• [Exercise aim]
The answer should consist of every line in the material below that has the word "khaki".

*** Opening Entries provided ***

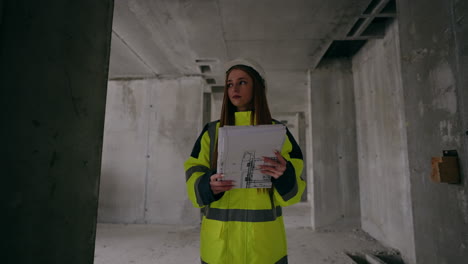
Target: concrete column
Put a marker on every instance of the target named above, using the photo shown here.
(334, 184)
(151, 127)
(53, 77)
(434, 66)
(386, 208)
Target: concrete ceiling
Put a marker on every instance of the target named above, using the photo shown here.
(171, 38)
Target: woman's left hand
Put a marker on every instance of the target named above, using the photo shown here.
(274, 168)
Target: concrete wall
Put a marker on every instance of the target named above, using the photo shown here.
(434, 66)
(334, 185)
(151, 126)
(386, 209)
(53, 76)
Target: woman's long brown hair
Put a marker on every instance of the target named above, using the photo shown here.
(260, 111)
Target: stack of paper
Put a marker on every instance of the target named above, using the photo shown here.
(241, 150)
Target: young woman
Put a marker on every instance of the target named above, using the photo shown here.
(243, 225)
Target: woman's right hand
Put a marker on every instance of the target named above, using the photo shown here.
(219, 186)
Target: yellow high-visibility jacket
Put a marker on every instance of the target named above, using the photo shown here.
(242, 225)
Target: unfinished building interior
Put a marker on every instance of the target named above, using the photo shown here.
(103, 100)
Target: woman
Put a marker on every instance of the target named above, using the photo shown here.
(243, 225)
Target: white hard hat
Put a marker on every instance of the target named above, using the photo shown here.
(247, 62)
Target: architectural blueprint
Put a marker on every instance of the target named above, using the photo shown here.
(241, 150)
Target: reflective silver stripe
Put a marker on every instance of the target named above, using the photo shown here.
(292, 193)
(197, 193)
(283, 260)
(212, 136)
(244, 215)
(194, 169)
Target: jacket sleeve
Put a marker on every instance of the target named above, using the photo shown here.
(289, 187)
(198, 172)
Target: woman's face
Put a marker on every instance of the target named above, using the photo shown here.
(240, 89)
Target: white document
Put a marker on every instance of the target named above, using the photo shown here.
(241, 150)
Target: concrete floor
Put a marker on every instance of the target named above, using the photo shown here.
(145, 244)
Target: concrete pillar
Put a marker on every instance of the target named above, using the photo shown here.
(434, 65)
(151, 127)
(386, 208)
(334, 183)
(53, 76)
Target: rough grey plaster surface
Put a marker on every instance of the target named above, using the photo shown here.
(386, 209)
(335, 193)
(176, 244)
(124, 154)
(151, 127)
(433, 54)
(53, 75)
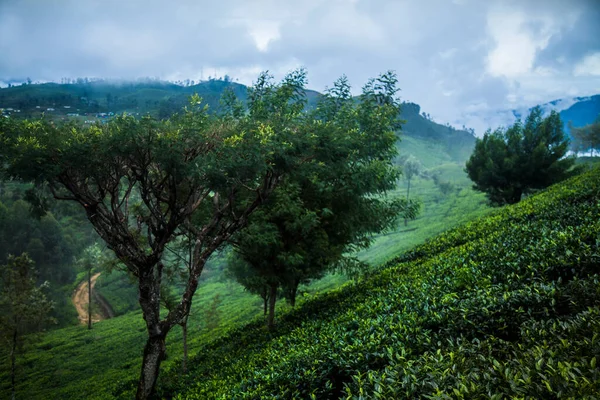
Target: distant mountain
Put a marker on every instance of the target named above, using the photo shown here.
(92, 101)
(579, 111)
(457, 143)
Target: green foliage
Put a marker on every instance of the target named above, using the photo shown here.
(526, 157)
(331, 206)
(505, 306)
(24, 307)
(586, 138)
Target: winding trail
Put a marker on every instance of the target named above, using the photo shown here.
(80, 300)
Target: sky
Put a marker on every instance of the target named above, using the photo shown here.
(461, 60)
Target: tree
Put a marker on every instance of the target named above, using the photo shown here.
(411, 168)
(90, 259)
(197, 173)
(507, 164)
(24, 308)
(327, 210)
(586, 138)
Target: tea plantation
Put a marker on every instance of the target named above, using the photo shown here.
(507, 306)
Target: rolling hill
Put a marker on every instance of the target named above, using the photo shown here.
(506, 305)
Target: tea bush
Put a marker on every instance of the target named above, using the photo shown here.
(507, 306)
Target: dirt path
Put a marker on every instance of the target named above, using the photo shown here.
(80, 300)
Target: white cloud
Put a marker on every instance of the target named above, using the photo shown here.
(458, 59)
(515, 45)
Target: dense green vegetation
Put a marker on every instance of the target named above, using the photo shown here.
(514, 272)
(504, 306)
(528, 156)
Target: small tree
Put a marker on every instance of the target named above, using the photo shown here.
(586, 138)
(506, 164)
(198, 173)
(411, 168)
(24, 307)
(322, 213)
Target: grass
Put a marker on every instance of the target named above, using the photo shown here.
(507, 306)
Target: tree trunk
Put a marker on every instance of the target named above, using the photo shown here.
(184, 361)
(407, 194)
(90, 298)
(154, 353)
(272, 300)
(13, 363)
(155, 350)
(293, 292)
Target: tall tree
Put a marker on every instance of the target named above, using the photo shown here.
(90, 259)
(586, 138)
(506, 164)
(198, 173)
(24, 307)
(329, 209)
(411, 168)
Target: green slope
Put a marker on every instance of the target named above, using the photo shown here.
(506, 306)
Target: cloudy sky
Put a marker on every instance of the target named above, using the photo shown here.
(459, 59)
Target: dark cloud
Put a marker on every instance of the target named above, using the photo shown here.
(459, 59)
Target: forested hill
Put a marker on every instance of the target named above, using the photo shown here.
(91, 101)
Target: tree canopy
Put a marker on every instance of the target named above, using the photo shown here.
(506, 164)
(587, 138)
(320, 214)
(143, 182)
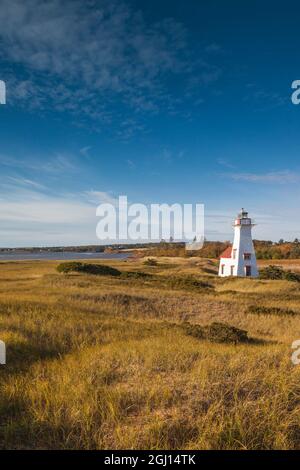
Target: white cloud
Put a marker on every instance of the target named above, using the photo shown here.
(276, 177)
(85, 57)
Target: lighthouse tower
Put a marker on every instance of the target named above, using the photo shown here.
(239, 259)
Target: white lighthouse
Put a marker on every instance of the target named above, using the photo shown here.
(239, 259)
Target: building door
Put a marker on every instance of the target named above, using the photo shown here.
(248, 270)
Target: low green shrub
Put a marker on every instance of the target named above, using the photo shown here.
(187, 282)
(217, 332)
(98, 269)
(134, 275)
(151, 262)
(261, 310)
(277, 273)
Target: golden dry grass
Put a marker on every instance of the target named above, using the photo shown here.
(96, 362)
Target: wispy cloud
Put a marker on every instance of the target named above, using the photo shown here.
(278, 177)
(55, 164)
(86, 57)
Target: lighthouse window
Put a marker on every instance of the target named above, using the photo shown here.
(248, 270)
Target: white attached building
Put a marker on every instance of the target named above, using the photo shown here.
(239, 259)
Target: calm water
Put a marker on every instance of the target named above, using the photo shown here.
(60, 256)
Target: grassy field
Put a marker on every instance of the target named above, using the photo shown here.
(102, 362)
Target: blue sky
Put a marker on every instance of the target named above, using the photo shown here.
(162, 101)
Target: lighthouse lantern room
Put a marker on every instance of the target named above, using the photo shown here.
(239, 259)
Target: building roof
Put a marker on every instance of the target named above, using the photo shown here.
(227, 253)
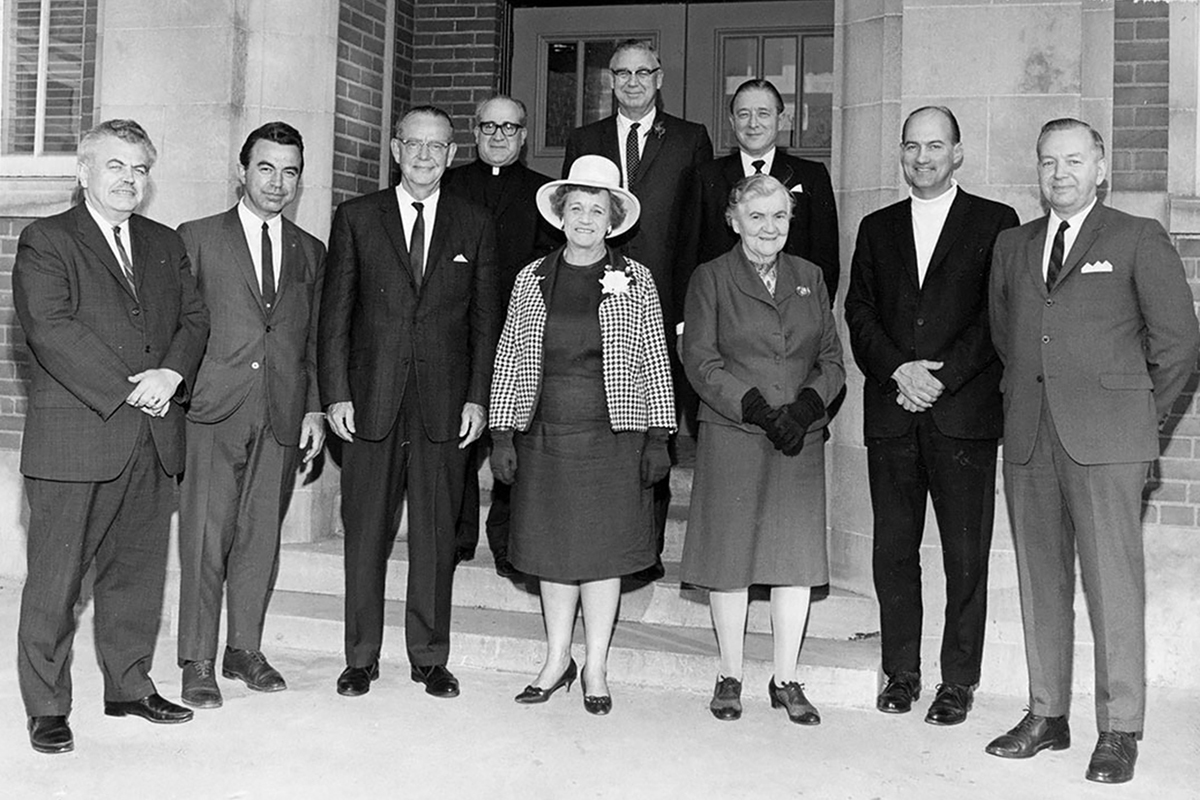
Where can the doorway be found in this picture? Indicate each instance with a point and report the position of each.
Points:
(561, 67)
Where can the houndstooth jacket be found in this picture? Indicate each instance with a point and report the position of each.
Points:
(636, 374)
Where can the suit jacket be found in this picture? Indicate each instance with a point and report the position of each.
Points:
(511, 197)
(247, 343)
(893, 320)
(737, 336)
(672, 151)
(88, 334)
(1109, 347)
(813, 234)
(634, 352)
(384, 340)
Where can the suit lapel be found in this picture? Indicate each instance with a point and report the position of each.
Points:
(955, 221)
(901, 229)
(94, 240)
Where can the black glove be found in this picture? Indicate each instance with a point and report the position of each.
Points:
(504, 457)
(655, 458)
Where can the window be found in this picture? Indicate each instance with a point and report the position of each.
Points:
(47, 83)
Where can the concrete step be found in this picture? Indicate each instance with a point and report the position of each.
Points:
(835, 613)
(834, 672)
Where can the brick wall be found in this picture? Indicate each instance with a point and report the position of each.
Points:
(1140, 112)
(1173, 494)
(13, 354)
(359, 121)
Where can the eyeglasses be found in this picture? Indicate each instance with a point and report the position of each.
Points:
(413, 146)
(508, 128)
(625, 76)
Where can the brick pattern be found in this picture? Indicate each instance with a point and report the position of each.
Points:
(359, 121)
(1140, 110)
(13, 353)
(1173, 494)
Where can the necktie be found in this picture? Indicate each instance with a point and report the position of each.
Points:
(268, 270)
(633, 158)
(1056, 252)
(126, 265)
(417, 245)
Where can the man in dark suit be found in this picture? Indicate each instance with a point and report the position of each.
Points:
(917, 312)
(253, 410)
(117, 330)
(1092, 318)
(813, 235)
(498, 181)
(408, 329)
(658, 155)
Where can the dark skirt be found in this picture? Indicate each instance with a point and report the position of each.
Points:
(756, 516)
(579, 507)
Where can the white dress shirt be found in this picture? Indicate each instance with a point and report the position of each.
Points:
(252, 226)
(928, 220)
(643, 130)
(1068, 238)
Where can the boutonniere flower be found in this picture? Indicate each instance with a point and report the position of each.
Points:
(616, 282)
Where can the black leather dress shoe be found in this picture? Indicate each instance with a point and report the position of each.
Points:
(533, 695)
(251, 667)
(438, 680)
(899, 693)
(357, 680)
(951, 704)
(726, 703)
(51, 734)
(1031, 735)
(1115, 755)
(153, 708)
(791, 696)
(201, 687)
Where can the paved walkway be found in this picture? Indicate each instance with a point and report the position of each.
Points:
(399, 743)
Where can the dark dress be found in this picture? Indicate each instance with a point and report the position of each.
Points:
(579, 507)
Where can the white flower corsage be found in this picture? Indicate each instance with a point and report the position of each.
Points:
(616, 281)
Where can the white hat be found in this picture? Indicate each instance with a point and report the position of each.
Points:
(601, 173)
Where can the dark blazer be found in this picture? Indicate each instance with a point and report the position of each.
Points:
(672, 152)
(88, 334)
(1109, 347)
(379, 331)
(893, 320)
(245, 337)
(737, 337)
(511, 198)
(813, 234)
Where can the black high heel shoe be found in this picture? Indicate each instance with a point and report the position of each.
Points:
(598, 704)
(533, 695)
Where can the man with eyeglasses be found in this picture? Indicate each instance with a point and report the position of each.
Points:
(407, 336)
(658, 155)
(508, 188)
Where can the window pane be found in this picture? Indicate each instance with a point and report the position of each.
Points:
(739, 64)
(816, 122)
(779, 60)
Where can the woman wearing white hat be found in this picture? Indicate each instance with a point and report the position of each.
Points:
(581, 409)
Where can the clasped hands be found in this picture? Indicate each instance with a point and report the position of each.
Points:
(918, 388)
(154, 390)
(786, 425)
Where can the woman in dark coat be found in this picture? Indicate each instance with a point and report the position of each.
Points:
(581, 409)
(761, 348)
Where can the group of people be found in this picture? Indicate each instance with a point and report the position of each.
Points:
(565, 326)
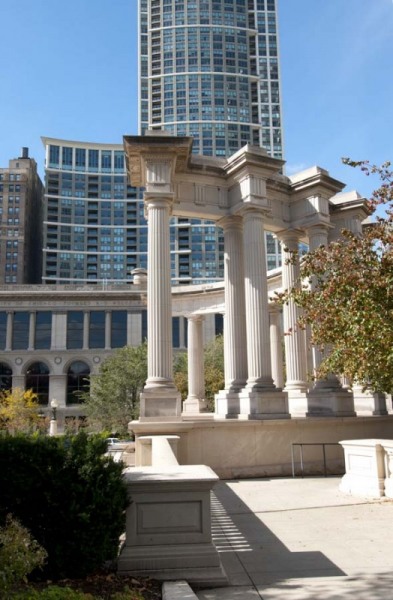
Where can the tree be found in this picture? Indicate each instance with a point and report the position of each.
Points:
(113, 399)
(19, 411)
(350, 302)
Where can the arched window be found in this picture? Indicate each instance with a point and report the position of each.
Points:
(5, 377)
(77, 381)
(37, 379)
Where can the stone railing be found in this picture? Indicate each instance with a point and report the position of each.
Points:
(368, 468)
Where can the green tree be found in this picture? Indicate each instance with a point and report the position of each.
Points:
(19, 411)
(113, 399)
(350, 303)
(214, 370)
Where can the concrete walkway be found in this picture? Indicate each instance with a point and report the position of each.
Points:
(301, 539)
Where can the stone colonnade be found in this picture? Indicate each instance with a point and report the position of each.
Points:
(235, 194)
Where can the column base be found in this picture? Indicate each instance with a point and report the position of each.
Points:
(333, 402)
(297, 403)
(193, 407)
(252, 404)
(160, 404)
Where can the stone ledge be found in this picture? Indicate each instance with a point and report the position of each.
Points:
(177, 590)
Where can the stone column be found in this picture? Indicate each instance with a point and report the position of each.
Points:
(260, 399)
(108, 328)
(257, 311)
(195, 402)
(32, 321)
(160, 398)
(295, 354)
(276, 347)
(235, 341)
(8, 338)
(317, 236)
(327, 397)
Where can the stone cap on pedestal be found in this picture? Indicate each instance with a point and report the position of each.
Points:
(174, 474)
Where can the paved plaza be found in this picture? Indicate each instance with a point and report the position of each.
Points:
(301, 539)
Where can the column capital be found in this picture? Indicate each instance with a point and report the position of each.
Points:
(231, 222)
(251, 211)
(289, 236)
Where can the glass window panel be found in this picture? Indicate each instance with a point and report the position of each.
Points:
(97, 329)
(3, 330)
(37, 379)
(77, 381)
(5, 377)
(119, 329)
(20, 331)
(43, 330)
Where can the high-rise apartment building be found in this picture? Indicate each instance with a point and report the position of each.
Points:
(21, 199)
(210, 69)
(94, 228)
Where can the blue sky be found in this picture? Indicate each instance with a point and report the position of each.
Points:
(69, 70)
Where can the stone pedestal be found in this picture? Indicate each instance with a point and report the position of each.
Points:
(388, 449)
(168, 528)
(364, 468)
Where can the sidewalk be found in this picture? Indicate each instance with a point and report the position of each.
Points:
(301, 539)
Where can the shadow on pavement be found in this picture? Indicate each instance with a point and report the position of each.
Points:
(251, 553)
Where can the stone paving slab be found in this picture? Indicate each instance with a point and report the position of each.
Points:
(301, 539)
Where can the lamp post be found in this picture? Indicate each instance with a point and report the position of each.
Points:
(53, 422)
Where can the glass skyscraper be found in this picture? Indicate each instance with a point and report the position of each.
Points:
(94, 227)
(210, 69)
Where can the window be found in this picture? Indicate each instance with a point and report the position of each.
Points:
(3, 330)
(119, 328)
(97, 329)
(74, 329)
(43, 330)
(20, 331)
(37, 379)
(5, 377)
(77, 381)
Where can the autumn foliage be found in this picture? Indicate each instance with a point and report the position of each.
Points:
(350, 303)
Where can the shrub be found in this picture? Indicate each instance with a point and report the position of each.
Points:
(19, 554)
(70, 496)
(53, 592)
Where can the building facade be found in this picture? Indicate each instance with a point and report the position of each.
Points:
(94, 225)
(21, 203)
(210, 69)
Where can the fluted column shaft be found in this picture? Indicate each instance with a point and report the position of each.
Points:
(10, 323)
(235, 344)
(295, 351)
(32, 321)
(256, 300)
(317, 236)
(86, 328)
(108, 328)
(276, 348)
(196, 375)
(159, 308)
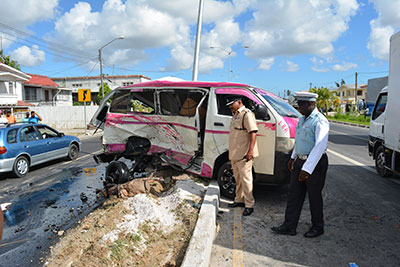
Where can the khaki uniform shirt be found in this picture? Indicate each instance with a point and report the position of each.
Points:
(239, 140)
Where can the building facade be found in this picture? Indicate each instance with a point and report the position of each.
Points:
(40, 90)
(348, 94)
(94, 82)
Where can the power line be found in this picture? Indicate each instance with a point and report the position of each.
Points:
(53, 45)
(47, 51)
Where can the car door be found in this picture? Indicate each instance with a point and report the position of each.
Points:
(31, 143)
(182, 122)
(56, 145)
(266, 134)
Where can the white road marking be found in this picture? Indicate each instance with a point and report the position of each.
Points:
(83, 157)
(352, 161)
(333, 131)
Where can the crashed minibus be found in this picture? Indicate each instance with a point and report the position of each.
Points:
(186, 124)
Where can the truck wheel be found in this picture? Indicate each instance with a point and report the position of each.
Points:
(21, 167)
(380, 162)
(226, 180)
(117, 173)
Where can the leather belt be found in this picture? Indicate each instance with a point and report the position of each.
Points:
(302, 157)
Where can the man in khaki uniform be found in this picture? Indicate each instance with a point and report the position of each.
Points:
(242, 151)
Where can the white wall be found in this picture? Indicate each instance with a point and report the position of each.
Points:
(65, 117)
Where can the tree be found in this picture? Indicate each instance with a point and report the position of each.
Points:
(8, 61)
(324, 100)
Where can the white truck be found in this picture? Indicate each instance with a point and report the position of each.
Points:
(384, 143)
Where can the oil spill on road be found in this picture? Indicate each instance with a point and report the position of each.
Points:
(37, 218)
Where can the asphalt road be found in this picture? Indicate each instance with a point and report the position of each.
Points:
(50, 199)
(362, 217)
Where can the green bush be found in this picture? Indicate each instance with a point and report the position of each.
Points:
(350, 118)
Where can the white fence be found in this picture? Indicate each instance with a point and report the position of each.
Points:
(66, 117)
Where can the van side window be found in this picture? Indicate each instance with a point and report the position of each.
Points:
(380, 106)
(180, 102)
(142, 102)
(12, 136)
(120, 102)
(224, 110)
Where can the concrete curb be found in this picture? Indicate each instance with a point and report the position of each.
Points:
(349, 123)
(199, 249)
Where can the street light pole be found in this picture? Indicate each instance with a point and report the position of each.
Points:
(229, 52)
(101, 62)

*** Closing Entries provided ***

• [Answer box]
Where can the khaki uniform shirt be found in this picture? Indicate each instance with a point and report the position of each.
Where can the man in khaki uniform be found in this picture? Indicate each instance with a point and report the position of each.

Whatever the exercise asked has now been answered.